TRECHO DO DOCUMENTO:

Estas ultimas credenciais já foram suficientes pra nos motivar a mais um desafio de fds. Dessa forma, planejamos minuciosamente a empreitada convocando a nossa própria “Tropa de Elite” pra assim, com garra e determinação, cunhar nossos nomes juntamente com o do experiente grupo da policia civil paulistana. Uma trip pra poucos, claro. Ou seria um perrenge de garbo e elegância?

Um filme q aguardo com alguma expectativa atende pelo singelo nome de “Os Mercenários”. Mas não por suas virtudes artísticas, já q a produção não prima pela originalidade, limitando-se ao clichê de ação e pancadaria. No entanto, a película destaca-se de antemão apenas por conseguir a proeza de reunir em sua hora e meia de projeção tdos os “trogloditas” dos filmes de ação dos anos 80/90, incluindo o Stallone, Schwarzza e Willis. Uma espécie de “Tropa de Elite” gringa. Só por isso acredito já valer o ingresso.

REQUISITO 1: Transcreva o trecho do documento desde "Estas ultimas credenciais" até "valer o ingresso.", inclusive.
REQUISITO 2: Segundo o trecho do documento, quanto tempo dura a projeção de "Os Mercenários"?
O material não tem relação com o trecho do documento.

TRECHO DE DADOS:
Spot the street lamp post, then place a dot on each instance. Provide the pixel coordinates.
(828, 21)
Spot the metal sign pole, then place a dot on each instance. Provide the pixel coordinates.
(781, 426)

RESULTADO CORRETO 1:
Estas ultimas credenciais já foram suficientes pra nos motivar a mais um desafio de fds. Dessa forma, planejamos minuciosamente a empreitada convocando a nossa própria “Tropa de Elite” pra assim, com garra e determinação, cunhar nossos nomes juntamente com o do experiente grupo da policia civil paulistana. Uma trip pra poucos, claro. Ou seria um perrenge de garbo e elegância?

Um filme q aguardo com alguma expectativa atende pelo singelo nome de “Os Mercenários”. Mas não por suas virtudes artísticas, já q a produção não prima pela originalidade, limitando-se ao clichê de ação e pancadaria. No entanto, a película destaca-se de antemão apenas por conseguir a proeza de reunir em sua hora e meia de projeção tdos os “trogloditas” dos filmes de ação dos anos 80/90, incluindo o Stallone, Schwarzza e Willis. Uma espécie de “Tropa de Elite” gringa. Só por isso acredito já valer o ingresso.

RESULTADO CORRETO 2: Uma hora e meia.